▶ TASK GOAL
Write down each entry again, exactly as it reads.

▶ ENTRIES SUPPLIED
[Begin]

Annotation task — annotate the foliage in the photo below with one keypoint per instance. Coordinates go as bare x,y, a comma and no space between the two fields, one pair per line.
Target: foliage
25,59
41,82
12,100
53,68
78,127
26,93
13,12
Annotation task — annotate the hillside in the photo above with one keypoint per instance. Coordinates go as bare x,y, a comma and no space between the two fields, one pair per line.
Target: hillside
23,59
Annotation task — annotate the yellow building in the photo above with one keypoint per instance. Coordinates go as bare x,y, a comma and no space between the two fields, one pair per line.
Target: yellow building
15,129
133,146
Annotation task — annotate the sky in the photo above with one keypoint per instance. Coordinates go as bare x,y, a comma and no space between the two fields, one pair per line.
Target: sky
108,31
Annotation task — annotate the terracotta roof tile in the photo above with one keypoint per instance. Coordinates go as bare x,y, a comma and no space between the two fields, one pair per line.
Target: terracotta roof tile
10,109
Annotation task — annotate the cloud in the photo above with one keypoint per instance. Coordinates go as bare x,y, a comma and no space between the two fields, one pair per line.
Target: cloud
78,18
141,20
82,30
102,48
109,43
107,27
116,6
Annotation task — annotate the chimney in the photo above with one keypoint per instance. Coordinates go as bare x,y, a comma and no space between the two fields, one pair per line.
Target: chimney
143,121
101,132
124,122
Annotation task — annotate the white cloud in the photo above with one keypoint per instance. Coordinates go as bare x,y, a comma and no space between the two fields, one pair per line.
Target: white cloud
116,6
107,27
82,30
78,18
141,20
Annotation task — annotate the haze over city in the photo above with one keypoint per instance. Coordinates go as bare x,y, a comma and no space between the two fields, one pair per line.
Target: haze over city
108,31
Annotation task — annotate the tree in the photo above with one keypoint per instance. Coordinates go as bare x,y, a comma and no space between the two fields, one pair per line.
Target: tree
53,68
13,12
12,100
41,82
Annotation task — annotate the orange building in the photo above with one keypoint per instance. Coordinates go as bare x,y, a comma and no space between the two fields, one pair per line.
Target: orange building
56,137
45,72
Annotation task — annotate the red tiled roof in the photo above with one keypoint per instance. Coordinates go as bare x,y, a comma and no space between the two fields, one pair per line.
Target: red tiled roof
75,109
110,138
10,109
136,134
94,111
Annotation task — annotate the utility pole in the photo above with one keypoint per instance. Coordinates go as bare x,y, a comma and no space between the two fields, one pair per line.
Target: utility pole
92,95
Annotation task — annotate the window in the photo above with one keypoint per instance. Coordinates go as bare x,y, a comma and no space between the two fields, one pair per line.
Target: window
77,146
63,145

[End]

▶ THE COMPLETED TASK
Annotation task — annotate the foliage in the photo below with one keypoint per instance. Coordinates go as bare x,y, a comma and no space between the two fields, one pair per line.
Target: foliage
25,59
41,82
12,100
53,68
78,127
26,93
13,12
Annotation task — annotate the hillside in the photo above with one keypoint per instance. Coordinates go as bare x,y, a comma and no space between the two fields, one pair per line.
Target: hillside
23,59
Annotation task — annotate the yellow building in the photo above with one keypoint per instance. Coordinates go as bare x,y, a comma and no space between the two fields, one pair per line.
Target: yellow building
15,129
133,146
Annotation task — annotate the sky in the photo above with one keypoint per instance. Coordinates go as bare x,y, a comma and no space between the two fields, one pair per line.
Target: sky
108,31
Annotation task — annotate the terracotta roof tile in the photo above with one keypoint per instance. Coordinates go as bare x,y, a comma and no space between the two fields, one pair per line.
Target: terracotta roof tile
10,109
Annotation task — annotate the cloud in the photo above with one keypoint per instance. Coordinates go as bare x,y, a comma and no space between the two fields, one pair per line.
Target: cloud
78,18
141,20
82,30
102,48
109,43
107,27
116,6
Annotation task — annotate the chimney in the photo above with one keypoint per instance. Coordinates go as bare x,y, a comma and no space between the two fields, one pair per line.
Target: chimney
143,121
101,132
124,122
Annotation task — annotate the white cloud in the photo above with one keypoint per instance. Coordinates go as bare x,y, a comma and no space between the two fields, one pair per line.
Target: white cloud
116,6
107,27
82,30
78,18
141,20
Annotation task — annotate the haze over city in the photo above with one keypoint per instance. Coordinates go as bare x,y, a comma and no space between the two fields, one pair per line.
Target: haze over city
108,31
Annotation task — annotate the tree in the photo above with one keypoint per instance. Coordinates go as bare x,y, a comma and no space between the two fields, one pair per line.
Target: tree
53,68
13,12
12,100
41,82
Annotation task — annotate the orange building in the photo above with one keypoint per instance. Coordinates go as bare x,y, a comma and no space between the two fields, one pair per line.
Target: orange building
56,137
45,72
Annotation task — annotate the red tiled roof in the photo above with one keypoint per instance. Coordinates go as bare x,y, a comma and no space between the two fields, one pair per line.
Target: red tiled roof
75,109
110,138
10,109
136,134
94,111
Annotation task — annotate the utility pole in the photo above with one keypoint per instance. Coordinates go as bare x,y, a comma and no space between the two fields, one pair per line.
Target: utility pole
92,95
Annotation task — annotate the window in the photo above with one keypoint per instance. Coordinates go as bare x,y, a comma and no space between the two fields, one pair per line.
Target: window
77,146
63,145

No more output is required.